> [Page excerpt]
Contact Rob Sheffield on X View all posts by Rob Sheffield March 20, 2026 BTS BIGHIT MUSIC*

Comebacks don’t get bigger than this one. BTS have finally returned with Arirang, their first new album in more than five years. Fans around the world have been counting the days until this moment, ever since BTS put the group on pause while all seven members fulfilled their mandatory military service in South Korea. But the kings are together again: RM, Jin, Suga, J-Hope, Jimin, V, and Jung Kook. Spread the word around: The boys are back in town.

Arirang shows off their collective bravado, ready to take over where they left off as world-beating pop studs. The last time BTS dropped an album, it was Be, in November 2020, but this is a far more upbeat statement: 14 tracks with production from Diplo, Flume, Ryan Tedder, Tame Impala’s Kevin Parker, Mike WiLL Made-It, and JPEGMAFIA. They set the tone in the opening anthem “Body to Body,” interpolating a beloved Korean folk song while chanting, “I need the whole stadium to jump!”

> [Material provided]
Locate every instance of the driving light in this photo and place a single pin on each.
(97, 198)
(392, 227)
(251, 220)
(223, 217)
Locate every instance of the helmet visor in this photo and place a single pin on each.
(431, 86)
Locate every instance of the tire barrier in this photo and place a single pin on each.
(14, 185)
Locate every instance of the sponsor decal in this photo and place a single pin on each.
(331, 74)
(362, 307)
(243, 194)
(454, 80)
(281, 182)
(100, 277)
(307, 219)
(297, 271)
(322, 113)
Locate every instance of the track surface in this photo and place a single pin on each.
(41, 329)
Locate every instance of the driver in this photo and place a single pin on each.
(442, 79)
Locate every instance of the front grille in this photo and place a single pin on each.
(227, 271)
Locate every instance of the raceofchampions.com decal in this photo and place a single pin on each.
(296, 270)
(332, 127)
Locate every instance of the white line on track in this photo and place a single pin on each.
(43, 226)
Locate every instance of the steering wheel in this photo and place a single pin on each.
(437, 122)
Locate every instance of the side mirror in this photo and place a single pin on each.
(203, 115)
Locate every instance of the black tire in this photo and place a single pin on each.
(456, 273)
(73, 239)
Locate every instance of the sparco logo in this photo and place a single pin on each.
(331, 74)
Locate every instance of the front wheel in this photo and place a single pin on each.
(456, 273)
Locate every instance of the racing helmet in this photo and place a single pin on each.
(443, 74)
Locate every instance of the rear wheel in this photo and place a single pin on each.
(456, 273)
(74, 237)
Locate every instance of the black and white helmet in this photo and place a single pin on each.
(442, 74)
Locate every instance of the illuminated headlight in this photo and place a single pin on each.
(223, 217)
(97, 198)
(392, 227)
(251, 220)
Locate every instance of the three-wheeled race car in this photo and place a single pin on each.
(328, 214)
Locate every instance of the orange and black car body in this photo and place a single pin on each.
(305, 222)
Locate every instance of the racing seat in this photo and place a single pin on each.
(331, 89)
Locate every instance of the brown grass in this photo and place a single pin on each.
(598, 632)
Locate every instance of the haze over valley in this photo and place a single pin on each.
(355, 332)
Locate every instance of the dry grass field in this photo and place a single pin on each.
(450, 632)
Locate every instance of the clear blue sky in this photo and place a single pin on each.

> [Given task 1] According to the album review, how many tracks are on Arirang?
> [Given task 2] Update the listing, starting with the line containing "Locate every instance of the haze" and going on through the end of the listing, so that "Locate" becomes "Find" with everything else left unchanged, and return only those lines.

> [Expected output 1] Arirang has 14 tracks.

> [Expected output 2]
Find every instance of the haze over valley in this photo and place a single pin on each.
(355, 332)
Find every instance of the dry grass field in this photo and place a single pin on each.
(450, 632)
Find every instance of the clear blue sky in this photo and place a single pin on each.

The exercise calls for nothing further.